- Arbeitsauftrag
Zeige jede Zeile des folgenden Materials, in der das Wort „above“ vorkommt, und übernimm sie unverändert. Groß- und Kleinschreibung zählt.

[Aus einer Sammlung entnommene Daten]

┌────────

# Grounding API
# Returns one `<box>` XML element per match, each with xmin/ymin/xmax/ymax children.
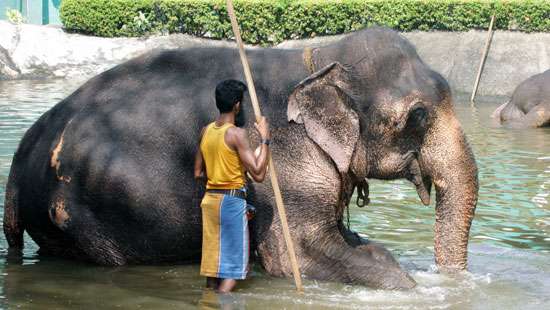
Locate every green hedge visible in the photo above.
<box><xmin>60</xmin><ymin>0</ymin><xmax>550</xmax><ymax>45</ymax></box>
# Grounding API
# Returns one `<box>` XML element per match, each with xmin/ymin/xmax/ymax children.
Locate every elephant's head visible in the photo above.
<box><xmin>287</xmin><ymin>29</ymin><xmax>478</xmax><ymax>271</ymax></box>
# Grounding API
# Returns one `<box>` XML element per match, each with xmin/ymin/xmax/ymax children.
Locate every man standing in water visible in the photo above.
<box><xmin>195</xmin><ymin>80</ymin><xmax>270</xmax><ymax>293</ymax></box>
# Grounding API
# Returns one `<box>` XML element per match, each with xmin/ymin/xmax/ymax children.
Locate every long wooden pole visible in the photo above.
<box><xmin>227</xmin><ymin>0</ymin><xmax>303</xmax><ymax>292</ymax></box>
<box><xmin>470</xmin><ymin>14</ymin><xmax>495</xmax><ymax>105</ymax></box>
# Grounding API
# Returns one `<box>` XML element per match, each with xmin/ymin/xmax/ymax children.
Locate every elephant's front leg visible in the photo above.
<box><xmin>258</xmin><ymin>218</ymin><xmax>416</xmax><ymax>289</ymax></box>
<box><xmin>301</xmin><ymin>227</ymin><xmax>416</xmax><ymax>289</ymax></box>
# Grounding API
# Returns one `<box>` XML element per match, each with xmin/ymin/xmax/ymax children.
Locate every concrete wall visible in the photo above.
<box><xmin>0</xmin><ymin>21</ymin><xmax>550</xmax><ymax>96</ymax></box>
<box><xmin>0</xmin><ymin>0</ymin><xmax>61</xmax><ymax>25</ymax></box>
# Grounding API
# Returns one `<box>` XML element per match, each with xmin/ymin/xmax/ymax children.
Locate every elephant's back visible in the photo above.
<box><xmin>511</xmin><ymin>70</ymin><xmax>550</xmax><ymax>114</ymax></box>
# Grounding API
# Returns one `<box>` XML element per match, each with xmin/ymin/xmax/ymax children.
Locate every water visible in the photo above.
<box><xmin>0</xmin><ymin>80</ymin><xmax>550</xmax><ymax>309</ymax></box>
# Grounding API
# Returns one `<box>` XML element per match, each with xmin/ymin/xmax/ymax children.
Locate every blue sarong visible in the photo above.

└────────

- Lösung der Aufgabe
Locate every green hedge visible in the photo above.
Locate every elephant's head visible in the photo above.
Locate every man standing in water visible in the photo above.
Locate every long wooden pole visible in the photo above.
Locate every elephant's front leg visible in the photo above.
Locate every concrete wall visible in the photo above.
Locate every elephant's back visible in the photo above.
Locate every water visible in the photo above.
Locate every blue sarong visible in the photo above.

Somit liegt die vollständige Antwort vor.